[Selected excerpt]:

During this period, his lab identified NF-κB and the RAG1 and RAG2 genes — molecules now recognized as central to adaptive immunity, with NF-κB in particular playing a key role in inflammation and cancer. At the time, I remember thinking he might well be headed for a second Nobel Prize.
His career, however, was not without turbulence. In the late 1980s, allegations of data manipulation in a paper by Thereza Imanishi-Kari escalated into a political scandal. Although Baltimore was not the senior author, his prominence made him an easy target. Congressman John Dingell, known for his combative style, pursued him relentlessly through repeated congressional hearings, transforming a scientific dispute into a national political spectacle.
Amid the fallout, Baltimore resigned as president of Rockefeller University just 18 months after taking office in 1990. A decade later, in 1996, Imanishi-Kari was formally cleared of wrongdoing, and Baltimore’s name was eventually restored. The episode remains a stark reminder of how destructive it can be when scientific debate becomes entangled in political agendas.
Back at MIT, Baltimore entered another period of remarkable productivity. His work on NF-κB and RAG deepened, and he made important contributions to HIV research. His standing in the scientific community only grew stronger.
In 1997, Caltech — one of the world’s premier science and engineering institutions — appointed him president. Over the next decade, he strengthened the university’s life-science infrastructure, secured major philanthropic funding and recruited promising young faculty. Even after stepping down in 2006, he maintained his laboratory, launched the Engineering Immunity program, and continued research on microRNAs, immunity and inflammation.

[Stored data]:
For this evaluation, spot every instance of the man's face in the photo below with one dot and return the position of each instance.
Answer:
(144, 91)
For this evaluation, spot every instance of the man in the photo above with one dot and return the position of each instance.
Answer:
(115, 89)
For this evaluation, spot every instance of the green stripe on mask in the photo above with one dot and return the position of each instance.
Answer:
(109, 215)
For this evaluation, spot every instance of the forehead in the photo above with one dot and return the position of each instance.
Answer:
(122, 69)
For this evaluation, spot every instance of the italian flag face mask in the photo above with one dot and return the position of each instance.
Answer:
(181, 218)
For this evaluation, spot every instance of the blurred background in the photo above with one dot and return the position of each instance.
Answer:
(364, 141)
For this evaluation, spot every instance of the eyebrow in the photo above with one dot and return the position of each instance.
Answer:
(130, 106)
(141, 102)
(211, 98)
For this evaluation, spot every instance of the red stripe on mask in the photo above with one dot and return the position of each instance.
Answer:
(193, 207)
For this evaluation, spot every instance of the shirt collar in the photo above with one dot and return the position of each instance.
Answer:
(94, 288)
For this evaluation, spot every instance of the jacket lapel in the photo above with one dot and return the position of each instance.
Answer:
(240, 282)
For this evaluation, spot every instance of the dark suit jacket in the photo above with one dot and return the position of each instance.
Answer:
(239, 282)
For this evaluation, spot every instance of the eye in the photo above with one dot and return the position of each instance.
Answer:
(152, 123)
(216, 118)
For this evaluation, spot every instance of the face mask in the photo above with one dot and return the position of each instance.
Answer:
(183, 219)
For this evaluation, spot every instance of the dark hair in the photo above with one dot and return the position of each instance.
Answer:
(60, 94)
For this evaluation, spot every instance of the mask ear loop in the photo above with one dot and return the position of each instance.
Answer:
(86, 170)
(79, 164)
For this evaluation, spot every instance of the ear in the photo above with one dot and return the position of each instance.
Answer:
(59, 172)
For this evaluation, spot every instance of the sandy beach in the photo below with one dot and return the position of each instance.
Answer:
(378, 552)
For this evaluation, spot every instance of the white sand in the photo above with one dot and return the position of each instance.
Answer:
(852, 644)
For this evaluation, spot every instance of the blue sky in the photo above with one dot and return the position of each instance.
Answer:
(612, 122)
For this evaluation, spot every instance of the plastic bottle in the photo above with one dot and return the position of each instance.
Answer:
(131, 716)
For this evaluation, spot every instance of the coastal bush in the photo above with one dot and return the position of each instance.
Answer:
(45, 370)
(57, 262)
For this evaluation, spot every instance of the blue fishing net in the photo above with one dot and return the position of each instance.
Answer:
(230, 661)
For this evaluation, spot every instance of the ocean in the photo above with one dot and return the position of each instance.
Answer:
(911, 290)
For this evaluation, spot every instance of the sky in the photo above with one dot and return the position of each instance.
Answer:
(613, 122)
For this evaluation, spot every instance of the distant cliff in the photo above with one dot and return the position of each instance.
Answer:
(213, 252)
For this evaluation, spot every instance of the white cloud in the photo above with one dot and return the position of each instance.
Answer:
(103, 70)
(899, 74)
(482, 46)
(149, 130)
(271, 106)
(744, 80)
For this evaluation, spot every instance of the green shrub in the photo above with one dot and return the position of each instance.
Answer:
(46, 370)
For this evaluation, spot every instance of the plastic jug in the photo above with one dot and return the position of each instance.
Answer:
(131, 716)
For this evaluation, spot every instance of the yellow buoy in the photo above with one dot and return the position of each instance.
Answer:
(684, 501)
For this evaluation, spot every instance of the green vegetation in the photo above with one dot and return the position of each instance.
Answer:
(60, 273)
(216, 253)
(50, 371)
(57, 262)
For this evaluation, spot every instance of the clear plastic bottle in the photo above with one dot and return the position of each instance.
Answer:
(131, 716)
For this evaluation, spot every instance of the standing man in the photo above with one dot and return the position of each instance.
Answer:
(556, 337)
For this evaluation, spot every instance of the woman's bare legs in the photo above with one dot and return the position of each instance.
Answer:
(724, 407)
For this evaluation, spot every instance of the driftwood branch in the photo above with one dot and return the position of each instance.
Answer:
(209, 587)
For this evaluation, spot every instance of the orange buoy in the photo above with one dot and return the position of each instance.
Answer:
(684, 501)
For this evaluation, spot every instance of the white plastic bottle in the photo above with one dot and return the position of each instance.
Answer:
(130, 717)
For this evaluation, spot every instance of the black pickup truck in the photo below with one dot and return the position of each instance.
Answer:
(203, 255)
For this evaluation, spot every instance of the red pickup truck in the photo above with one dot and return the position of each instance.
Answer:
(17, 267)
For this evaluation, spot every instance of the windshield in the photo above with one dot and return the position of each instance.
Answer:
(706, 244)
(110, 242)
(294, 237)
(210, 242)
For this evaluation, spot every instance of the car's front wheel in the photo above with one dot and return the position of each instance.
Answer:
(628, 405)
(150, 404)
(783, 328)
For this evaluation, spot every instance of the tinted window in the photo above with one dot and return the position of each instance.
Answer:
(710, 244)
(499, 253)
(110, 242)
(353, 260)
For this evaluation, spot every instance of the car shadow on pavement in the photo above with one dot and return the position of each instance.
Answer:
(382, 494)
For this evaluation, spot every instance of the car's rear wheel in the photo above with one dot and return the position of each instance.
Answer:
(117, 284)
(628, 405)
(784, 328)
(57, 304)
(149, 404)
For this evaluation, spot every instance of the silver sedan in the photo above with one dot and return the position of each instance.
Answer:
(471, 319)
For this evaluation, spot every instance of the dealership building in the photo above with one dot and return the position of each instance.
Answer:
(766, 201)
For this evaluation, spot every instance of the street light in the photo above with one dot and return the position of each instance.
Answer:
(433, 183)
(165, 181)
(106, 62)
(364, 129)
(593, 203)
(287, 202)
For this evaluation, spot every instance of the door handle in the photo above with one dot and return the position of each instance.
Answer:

[Directions for this task]:
Using the passage on David Baltimore's career above, answer these questions:
1. Which congressman pursued Baltimore through repeated congressional hearings?
2. In what year did Caltech appoint Baltimore president?
3. What program did Baltimore launch after stepping down as Caltech's president?

[Response below]:
1. John Dingell
2. 1997
3. The Engineering Immunity program